Brief — Pull out every line of the records that contains the word "building".

Dataset records —
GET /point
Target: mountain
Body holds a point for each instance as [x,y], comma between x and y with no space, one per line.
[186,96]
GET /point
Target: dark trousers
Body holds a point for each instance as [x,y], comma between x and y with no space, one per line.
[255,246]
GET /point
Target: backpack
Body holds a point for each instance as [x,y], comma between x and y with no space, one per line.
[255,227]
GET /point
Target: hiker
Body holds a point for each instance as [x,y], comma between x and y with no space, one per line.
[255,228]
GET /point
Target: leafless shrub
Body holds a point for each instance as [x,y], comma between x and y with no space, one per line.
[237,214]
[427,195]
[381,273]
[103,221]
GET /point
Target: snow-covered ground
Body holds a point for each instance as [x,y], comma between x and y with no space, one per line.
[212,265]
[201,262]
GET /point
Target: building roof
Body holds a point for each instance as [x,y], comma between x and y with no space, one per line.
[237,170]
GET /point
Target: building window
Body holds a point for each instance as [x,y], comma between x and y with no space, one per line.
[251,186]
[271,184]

Complete response —
Target: building roof
Target: building window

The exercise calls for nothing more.